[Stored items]

----

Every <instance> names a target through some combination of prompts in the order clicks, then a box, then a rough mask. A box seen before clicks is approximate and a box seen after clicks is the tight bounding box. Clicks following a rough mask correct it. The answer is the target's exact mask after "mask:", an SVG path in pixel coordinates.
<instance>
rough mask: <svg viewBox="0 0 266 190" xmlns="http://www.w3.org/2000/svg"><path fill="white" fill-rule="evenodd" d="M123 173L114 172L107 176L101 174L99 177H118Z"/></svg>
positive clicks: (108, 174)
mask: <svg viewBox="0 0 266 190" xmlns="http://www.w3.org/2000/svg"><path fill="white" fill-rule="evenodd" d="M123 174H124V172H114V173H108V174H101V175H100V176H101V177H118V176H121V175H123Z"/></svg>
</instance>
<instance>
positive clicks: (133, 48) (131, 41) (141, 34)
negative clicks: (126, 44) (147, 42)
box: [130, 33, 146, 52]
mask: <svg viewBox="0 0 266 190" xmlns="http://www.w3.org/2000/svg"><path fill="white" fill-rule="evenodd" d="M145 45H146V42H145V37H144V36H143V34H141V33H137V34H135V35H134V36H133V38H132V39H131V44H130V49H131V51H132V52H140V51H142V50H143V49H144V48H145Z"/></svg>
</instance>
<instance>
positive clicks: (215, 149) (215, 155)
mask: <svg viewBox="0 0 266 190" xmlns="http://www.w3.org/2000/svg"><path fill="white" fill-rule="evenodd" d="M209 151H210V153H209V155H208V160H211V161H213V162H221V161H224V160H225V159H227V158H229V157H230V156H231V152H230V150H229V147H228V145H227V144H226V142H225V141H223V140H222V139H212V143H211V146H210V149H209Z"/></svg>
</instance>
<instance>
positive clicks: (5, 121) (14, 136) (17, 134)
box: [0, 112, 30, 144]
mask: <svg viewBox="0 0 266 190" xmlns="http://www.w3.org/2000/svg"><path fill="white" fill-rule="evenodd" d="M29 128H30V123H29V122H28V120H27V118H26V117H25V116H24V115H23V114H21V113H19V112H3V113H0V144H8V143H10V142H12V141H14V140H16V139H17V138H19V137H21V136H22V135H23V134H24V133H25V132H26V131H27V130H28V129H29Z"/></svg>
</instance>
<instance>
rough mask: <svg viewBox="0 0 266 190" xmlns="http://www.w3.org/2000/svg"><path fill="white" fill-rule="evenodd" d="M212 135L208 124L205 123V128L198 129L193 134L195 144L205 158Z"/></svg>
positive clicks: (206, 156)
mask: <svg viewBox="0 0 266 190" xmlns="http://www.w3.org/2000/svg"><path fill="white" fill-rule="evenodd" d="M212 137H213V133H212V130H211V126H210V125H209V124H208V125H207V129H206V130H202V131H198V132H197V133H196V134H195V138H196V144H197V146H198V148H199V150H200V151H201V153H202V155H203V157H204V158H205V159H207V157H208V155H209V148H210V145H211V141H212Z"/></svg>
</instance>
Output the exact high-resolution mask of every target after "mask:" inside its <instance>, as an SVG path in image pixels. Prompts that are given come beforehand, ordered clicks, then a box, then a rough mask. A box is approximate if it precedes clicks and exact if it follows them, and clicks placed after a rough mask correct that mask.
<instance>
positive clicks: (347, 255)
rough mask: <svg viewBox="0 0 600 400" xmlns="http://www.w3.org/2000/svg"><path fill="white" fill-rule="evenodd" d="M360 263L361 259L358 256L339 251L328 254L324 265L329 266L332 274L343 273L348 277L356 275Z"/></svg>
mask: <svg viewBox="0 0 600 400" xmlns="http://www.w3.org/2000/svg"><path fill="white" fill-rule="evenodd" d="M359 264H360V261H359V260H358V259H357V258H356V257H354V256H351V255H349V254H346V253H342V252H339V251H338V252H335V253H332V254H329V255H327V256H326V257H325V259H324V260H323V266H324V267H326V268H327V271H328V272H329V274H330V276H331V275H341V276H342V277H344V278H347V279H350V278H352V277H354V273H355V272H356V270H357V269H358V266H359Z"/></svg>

----

Task item. Collect every line of the material that contains the word "positive", and copy each one in full.

Answer to this problem.
positive clicks: (108, 174)
positive clicks: (133, 48) (131, 41) (141, 34)
positive clicks: (215, 149) (215, 155)
positive clicks: (5, 121) (14, 136) (17, 134)
positive clicks: (206, 156)
positive clicks: (347, 255)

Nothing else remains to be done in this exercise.